● WHAT YOU HAVE TO DO: Set down all of the data exactly as it appears.

● DATASET ENTRIES:
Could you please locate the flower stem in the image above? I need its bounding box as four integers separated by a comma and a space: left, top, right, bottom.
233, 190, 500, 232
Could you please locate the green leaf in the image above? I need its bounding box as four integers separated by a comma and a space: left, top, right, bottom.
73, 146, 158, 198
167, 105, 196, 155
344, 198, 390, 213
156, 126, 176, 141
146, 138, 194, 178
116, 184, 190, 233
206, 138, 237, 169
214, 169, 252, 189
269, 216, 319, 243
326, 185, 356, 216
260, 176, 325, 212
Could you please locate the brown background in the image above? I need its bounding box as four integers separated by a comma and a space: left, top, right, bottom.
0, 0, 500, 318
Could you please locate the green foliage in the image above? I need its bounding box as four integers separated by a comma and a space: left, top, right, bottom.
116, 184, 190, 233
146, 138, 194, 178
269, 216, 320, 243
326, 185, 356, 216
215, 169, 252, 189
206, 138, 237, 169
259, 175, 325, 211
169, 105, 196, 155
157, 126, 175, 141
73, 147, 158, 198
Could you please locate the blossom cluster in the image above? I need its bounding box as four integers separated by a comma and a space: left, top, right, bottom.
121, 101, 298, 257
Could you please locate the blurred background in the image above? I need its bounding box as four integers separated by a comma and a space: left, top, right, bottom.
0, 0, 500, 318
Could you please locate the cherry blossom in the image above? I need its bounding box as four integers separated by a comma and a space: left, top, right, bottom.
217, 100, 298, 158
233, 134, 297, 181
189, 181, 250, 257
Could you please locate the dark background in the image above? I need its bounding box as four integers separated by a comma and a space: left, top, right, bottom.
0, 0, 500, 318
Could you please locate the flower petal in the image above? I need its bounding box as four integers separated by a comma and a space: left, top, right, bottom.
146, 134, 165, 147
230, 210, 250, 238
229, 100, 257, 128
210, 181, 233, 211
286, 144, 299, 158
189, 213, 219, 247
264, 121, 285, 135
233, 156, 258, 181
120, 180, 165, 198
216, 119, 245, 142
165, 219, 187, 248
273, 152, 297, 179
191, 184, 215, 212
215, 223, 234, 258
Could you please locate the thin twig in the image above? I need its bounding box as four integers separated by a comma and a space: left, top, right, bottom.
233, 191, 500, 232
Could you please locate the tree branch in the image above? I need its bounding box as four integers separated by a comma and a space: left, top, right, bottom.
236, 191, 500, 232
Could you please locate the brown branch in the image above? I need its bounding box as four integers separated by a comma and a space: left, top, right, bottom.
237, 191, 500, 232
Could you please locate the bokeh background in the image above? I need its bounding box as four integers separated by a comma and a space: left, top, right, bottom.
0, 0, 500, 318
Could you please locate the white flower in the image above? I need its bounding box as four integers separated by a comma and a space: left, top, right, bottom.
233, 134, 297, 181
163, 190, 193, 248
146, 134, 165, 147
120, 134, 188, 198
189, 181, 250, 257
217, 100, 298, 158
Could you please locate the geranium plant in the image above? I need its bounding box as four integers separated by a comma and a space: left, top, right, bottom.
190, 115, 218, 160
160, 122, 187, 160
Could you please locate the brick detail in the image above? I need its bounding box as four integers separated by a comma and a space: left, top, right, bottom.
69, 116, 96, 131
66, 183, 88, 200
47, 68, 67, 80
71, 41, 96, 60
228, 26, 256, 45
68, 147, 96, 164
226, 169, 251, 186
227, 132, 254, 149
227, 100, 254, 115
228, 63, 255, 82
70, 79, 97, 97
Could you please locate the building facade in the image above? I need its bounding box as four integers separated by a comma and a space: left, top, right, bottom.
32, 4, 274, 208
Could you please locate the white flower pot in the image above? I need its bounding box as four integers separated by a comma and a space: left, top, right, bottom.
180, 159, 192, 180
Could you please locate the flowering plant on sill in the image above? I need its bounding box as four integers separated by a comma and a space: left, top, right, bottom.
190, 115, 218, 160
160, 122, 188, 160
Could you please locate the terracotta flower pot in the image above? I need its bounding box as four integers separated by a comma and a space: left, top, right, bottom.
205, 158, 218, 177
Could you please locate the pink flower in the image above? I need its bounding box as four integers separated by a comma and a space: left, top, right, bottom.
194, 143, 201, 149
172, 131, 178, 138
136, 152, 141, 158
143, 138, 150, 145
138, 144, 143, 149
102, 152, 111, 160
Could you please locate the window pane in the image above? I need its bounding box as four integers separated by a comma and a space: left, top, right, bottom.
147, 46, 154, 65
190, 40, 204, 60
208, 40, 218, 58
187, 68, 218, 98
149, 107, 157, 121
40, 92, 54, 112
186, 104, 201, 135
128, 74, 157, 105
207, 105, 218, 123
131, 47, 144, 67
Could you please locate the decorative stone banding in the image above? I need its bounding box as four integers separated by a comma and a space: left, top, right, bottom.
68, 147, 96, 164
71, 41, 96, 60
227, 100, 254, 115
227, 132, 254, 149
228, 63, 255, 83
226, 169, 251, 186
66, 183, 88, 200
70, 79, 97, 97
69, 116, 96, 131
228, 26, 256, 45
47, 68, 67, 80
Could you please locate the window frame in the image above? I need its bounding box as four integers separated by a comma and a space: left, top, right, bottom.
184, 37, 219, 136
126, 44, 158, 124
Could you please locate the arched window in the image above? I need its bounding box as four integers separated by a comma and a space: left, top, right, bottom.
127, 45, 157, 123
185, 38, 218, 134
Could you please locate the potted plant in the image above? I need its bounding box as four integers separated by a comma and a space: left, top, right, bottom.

● TASK RESPONSE:
Could you please locate the flower stem in the image above? I need its bounding box as four integers separated by a comma and a space: left, top, right, bottom.
233, 190, 500, 232
Could you please locate the green leaf in the image above? I need its bounding box as four integers separated by a comma and a space: left, top, right, bottom.
73, 146, 158, 198
167, 105, 196, 155
344, 198, 390, 213
156, 126, 176, 141
146, 138, 194, 178
116, 184, 190, 233
206, 138, 237, 169
214, 169, 252, 189
269, 216, 319, 243
326, 185, 356, 216
260, 176, 325, 212
Could you please locate the brown background in the image above? I need its bounding box as four integers separated by a comma and a space: left, top, right, bottom.
0, 0, 500, 318
Could you please locate the green foliage in the image above? I need its bounding box as four integers separated by a comma and a space: left, top, right, bottom.
116, 184, 190, 233
146, 138, 194, 178
269, 216, 320, 243
326, 185, 356, 216
215, 169, 252, 189
206, 138, 237, 169
259, 175, 325, 211
169, 105, 196, 155
157, 126, 175, 141
73, 147, 158, 198
Could you please locate the blossom cluster in the image above? I need its bounding box as four integers separated by a comma and a space: left, top, right, bottom.
121, 101, 298, 257
Could you please locate the blurred background in the image above? I need its bounding box as four integers separated by a comma and a space: left, top, right, bottom.
0, 0, 500, 318
Could you please locate the cherry blossom in the image above? I need its bounding box as four integers separated by a comma and a space: left, top, right, bottom.
217, 100, 298, 158
233, 134, 297, 181
189, 181, 250, 257
Could you please locate the dark background in the image above? I need its bounding box as four integers separated by a comma and a space: left, top, right, bottom.
0, 0, 500, 318
Could you please locate the flower petal in the image above? I need its bounding box as four integers separated by a comma and a space: left, top, right, bottom.
146, 134, 165, 147
230, 210, 250, 238
229, 100, 257, 128
210, 181, 233, 211
286, 144, 299, 158
189, 213, 219, 247
264, 121, 285, 135
233, 156, 258, 181
120, 180, 165, 198
216, 119, 245, 142
165, 219, 187, 248
273, 152, 297, 179
191, 184, 215, 212
215, 223, 234, 258
Could you please locate the thin twig in the image above? I need its bounding box as four integers separated by a comma and a space: left, top, right, bottom.
233, 191, 500, 232
Could you please locate the tree branch in the image above? I need its bounding box as four integers separated by a comma and a space: left, top, right, bottom.
236, 191, 500, 232
Could you please locate the brown branch in the image above? I need its bounding box as four integers separated by a comma and a space: left, top, right, bottom.
237, 191, 500, 232
Could you please locate the bokeh background in the image above? I need its bounding box as four integers separated by a comma and a space: left, top, right, bottom.
0, 0, 500, 318
Could you please locate the white flower in the image above? I need its bounding box as four integers separated by a comma and a space: left, top, right, bottom.
233, 134, 297, 181
163, 190, 193, 248
146, 134, 165, 147
120, 134, 188, 198
189, 181, 250, 257
217, 100, 298, 158
Could you please locate the geranium plant in the image above? I need its bounding box as four integers separated by a comma and a space: left, top, right, bottom.
190, 115, 218, 160
160, 122, 187, 160
Could you please locate the brick detail in the image above? I need its bounding box as four integers separated by a comma and a space: left, top, right, bottom.
69, 116, 96, 131
66, 183, 88, 200
47, 68, 67, 80
71, 41, 96, 60
228, 26, 256, 45
68, 147, 96, 164
226, 169, 251, 186
227, 132, 254, 149
227, 100, 254, 115
228, 63, 255, 82
70, 79, 97, 97
Could you please locate the building facade in the image above? I need its bounding box as four integers separated by a comma and a space: left, top, right, bottom.
32, 4, 274, 208
Could you please locate the white flower pot in the image above? I need its bounding box as four integers separated by a comma and a space: left, top, right, bottom.
180, 159, 192, 180
Could you please locate the flowering plant on sill in the image above? I need its bounding box as four integers separated by a comma and a space: left, top, right, bottom.
190, 115, 218, 160
160, 122, 188, 160
Could you please locate the terracotta flower pot in the image above? I need its bounding box as four integers separated by a comma and a space: left, top, right, bottom.
205, 158, 218, 177
Could you please locate the pink flower in the image above? I need its bounding box as four integers separated by a comma and a space: left, top, right, bottom.
194, 143, 201, 149
172, 131, 178, 138
136, 152, 141, 158
143, 138, 150, 145
138, 144, 143, 149
102, 152, 111, 160
Could you please locate the window pane in the image above? I need its bounding box as four integers separated by a comma and a space: left, top, right, bottom.
147, 46, 154, 65
190, 40, 204, 60
208, 40, 218, 58
187, 68, 218, 98
149, 107, 157, 121
40, 92, 54, 112
186, 104, 201, 135
128, 74, 157, 105
207, 105, 218, 123
131, 47, 144, 67
Could you please locate the decorative stone banding in the image above? I need its bounding box as four integers separated by a comma and a space: left, top, right, bottom.
68, 147, 96, 164
71, 41, 96, 60
227, 100, 254, 115
227, 132, 254, 149
228, 63, 255, 83
226, 169, 251, 186
66, 183, 88, 200
70, 79, 97, 97
69, 116, 96, 131
228, 26, 256, 45
47, 68, 67, 80
Could you please locate the window frame in the image above? I need its bounding box as four integers separated by a comma and a space: left, top, right, bottom.
184, 37, 219, 136
126, 44, 158, 124
Could you please locate the arched window in the image above? I need its bounding box as four integers separated by a comma and a space: left, top, right, bottom.
127, 45, 157, 123
185, 38, 218, 134
Could you please locate the potted plant in the image above? I need its bounding box as four integers separated by a comma and a space: left, top, right, bottom.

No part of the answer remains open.